O incidente da reclamação da conta, no entanto, não constitui o meio idóneo para alcançar o fim que os ora reclamantes pretendem, pois o objecto desse incidente não pode ir além da correcção dos erros de contagem que se surpreendam em desconformidade com a decisão sobre a responsabilidade pelas custas (SALVADOR DA COSTA, ibidem, pág. 345), razão pela qual a dispensa de pagamento pretendida não pode emergir por efeito da reclamação da conta.

Aqui chegados, há que indeferir a reclamação apresentada.

É desta decisão que vem este recurso interposto por H... e E..., que alegaram e formularam as seguintes conclusões:
1. O presente recurso tem por objeto o despacho proferido pela 1.ª Vara de Competência Mista do Tribunal de Família e Menores e de Comarca de Loures, que indeferiu o pedido de dispensa do pagamento do remanescente da taxa de justiça apurada, no valor de € 3.542,40, ou, subsidiariamente, a redução substancial de tal verba, à luz dos princípios da proporcionalidade e da razoabilidade.
2. Entendeu o Tribunal a quo, que a dispensa de pagamento do remanescente da taxa de justiça apenas poderia ter sido decidida na sentença proferida, não o podendo ser após a elaboração da conta de custas em sede de reclamação a esta conta.
-------------------------
§ Tarefas a realizar
1) Enumere todas as pessoas identificadas pelo nome, ainda que abreviado, no texto citado.
2) Segundo o texto citado, qual é o valor do remanescente da taxa de justiça cuja dispensa de pagamento foi pedida?
3) Prossiga o texto citado a partir da última frase apresentada.

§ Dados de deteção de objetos
-------------------------
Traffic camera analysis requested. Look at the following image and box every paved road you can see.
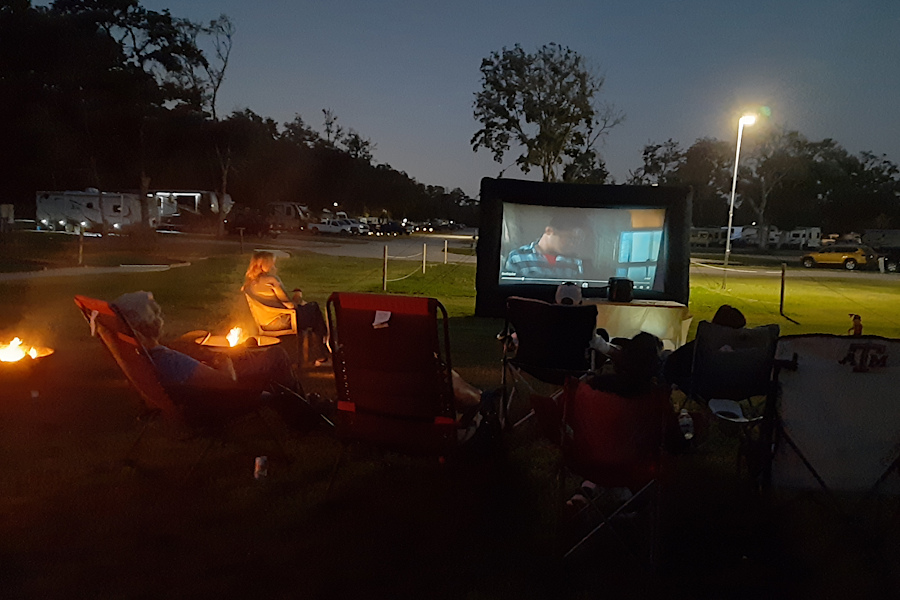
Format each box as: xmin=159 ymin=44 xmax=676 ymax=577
xmin=691 ymin=257 xmax=900 ymax=282
xmin=0 ymin=229 xmax=900 ymax=282
xmin=253 ymin=230 xmax=476 ymax=264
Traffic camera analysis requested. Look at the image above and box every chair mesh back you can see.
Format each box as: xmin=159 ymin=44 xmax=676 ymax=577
xmin=329 ymin=293 xmax=453 ymax=421
xmin=506 ymin=297 xmax=597 ymax=383
xmin=563 ymin=381 xmax=671 ymax=487
xmin=691 ymin=321 xmax=779 ymax=400
xmin=772 ymin=334 xmax=900 ymax=495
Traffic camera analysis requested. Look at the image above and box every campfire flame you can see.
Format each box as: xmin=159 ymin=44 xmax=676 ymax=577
xmin=0 ymin=337 xmax=52 ymax=362
xmin=225 ymin=327 xmax=244 ymax=348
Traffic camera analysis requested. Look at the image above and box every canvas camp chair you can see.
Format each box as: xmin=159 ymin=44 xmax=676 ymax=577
-------------------------
§ Respostas
1) SALVADOR DA COSTA; H...; E...

2) € 3.542,40.

3)
3. Tem sido jurisprudência recorrente que esta dispensa pode ser pedida após a elaboração da conta de custas, pelo que estão os Recorrentes em tempo de a requerer - cfr. a título de exemplo os Acs. da RL de 03.12.2013 proferido no processo 1586/08.7TCLRS.L2, e de 20.05.2010 proferido no processo 491/05, ambos em www.dgsi.pt.
4. A sentença proferida nos autos, não se pronunciou sobre a questão que está em causa neste recurso, tendo decidido apenas condenar os Réus nas custas do processo pelo que não se verifica caso julgado, porquanto não se pretende que o Tribunal se pronuncie de novo sobre o montante das custas nem sobre o responsável pelo seu pagamento, únicas questões que já haviam sido decididas através da sentença transitada em julgado.
5. Só após a elaboração de tal conta, poderia o Tribunal decidir sobre a eventual dispensa do pagamento do remanescente da taxa de justiça, pois só nesse momento ficou a conhecer o valor exato de tal montante.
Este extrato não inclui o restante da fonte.